> _Input data_
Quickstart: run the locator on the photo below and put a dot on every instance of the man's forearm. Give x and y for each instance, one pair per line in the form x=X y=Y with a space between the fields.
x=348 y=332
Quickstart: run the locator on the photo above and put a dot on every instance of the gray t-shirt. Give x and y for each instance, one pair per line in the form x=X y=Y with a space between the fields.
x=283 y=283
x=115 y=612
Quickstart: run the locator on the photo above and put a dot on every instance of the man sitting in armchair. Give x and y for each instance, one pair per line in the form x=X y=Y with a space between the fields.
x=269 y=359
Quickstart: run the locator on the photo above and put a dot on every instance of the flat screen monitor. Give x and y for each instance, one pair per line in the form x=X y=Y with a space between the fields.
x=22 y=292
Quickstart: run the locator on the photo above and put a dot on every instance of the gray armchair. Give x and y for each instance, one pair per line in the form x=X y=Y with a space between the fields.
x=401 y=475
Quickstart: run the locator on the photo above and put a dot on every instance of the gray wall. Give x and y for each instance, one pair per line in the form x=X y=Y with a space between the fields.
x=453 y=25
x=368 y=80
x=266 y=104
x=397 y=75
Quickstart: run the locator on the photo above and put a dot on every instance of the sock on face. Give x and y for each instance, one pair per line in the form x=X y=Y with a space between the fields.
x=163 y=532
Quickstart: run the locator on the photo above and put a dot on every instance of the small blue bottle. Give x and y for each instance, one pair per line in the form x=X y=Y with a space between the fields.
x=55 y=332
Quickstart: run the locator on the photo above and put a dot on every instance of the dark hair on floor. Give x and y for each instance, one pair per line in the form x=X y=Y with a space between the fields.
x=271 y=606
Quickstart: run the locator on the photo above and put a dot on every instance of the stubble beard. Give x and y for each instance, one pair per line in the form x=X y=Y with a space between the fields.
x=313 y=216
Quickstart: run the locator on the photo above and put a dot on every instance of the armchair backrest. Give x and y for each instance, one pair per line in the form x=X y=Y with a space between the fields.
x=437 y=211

> _What is being asked_
Everything in the data above should be output exactly as it stands.

> _Exercise output_
Quickstart: run the locator on the photo below and put a dot on every instance of the man's forearm. Give x and y for each instance, one pair per line in the form x=X y=Y with a space between the fields.
x=348 y=332
Quickstart: run the locator on the photo above and put a dot on every instance of the gray t-shirt. Give x and y for each instance, one pair per line in the form x=X y=Y with a space between the fields.
x=283 y=283
x=115 y=612
Quickstart: run the locator on the photo above and put a dot on every instance of the man sitting in armchair. Give x and y for each instance, one pair per line in the form x=X y=Y with a space between the fields.
x=269 y=359
Quickstart: run the locator on the photo above and put a dot on every instance of the flat screen monitor. Give x and y for each instance, one pair per line in the form x=X y=Y with a space between the fields.
x=22 y=292
Quickstart: run the locator on the photo above and put a dot on every instance of the gray armchair. Give x and y for each instance, one pair per line in the form x=X y=Y with a space between the fields.
x=401 y=475
Quickstart: run the locator on the photo above and put a dot on every instance of the gray wall. Give x and y for each instance, one pair per line in the form x=X y=Y with a space between the fields.
x=453 y=25
x=368 y=80
x=266 y=104
x=397 y=75
Quickstart: run the locator on the photo above and put a dot on every instance of the sock on face. Give x and y for each instance, one pair per line in the form x=X y=Y with a space between the fields.
x=163 y=532
Quickstart: run the locator on the photo above and put a dot on every instance of the small blue bottle. Give x and y for each instance, one pair per line in the form x=X y=Y with a space between the fields.
x=55 y=332
Quickstart: run the locator on the photo above and put a dot on every instance of the dark hair on floor. Give x and y for each instance, one pair per line in the form x=X y=Y with a space between the fields.
x=271 y=606
Quickstart: run the locator on the photo above and put a dot on every instance of the stubble beard. Give x and y for each instance, one pair per line in the form x=X y=Y with a space between the fields.
x=313 y=216
Quickstart: run the locator on the photo above and put a dot on every instance of the armchair backrest. Give x and y for each instance, one pair per line in the form x=X y=Y with a space between the fields.
x=437 y=211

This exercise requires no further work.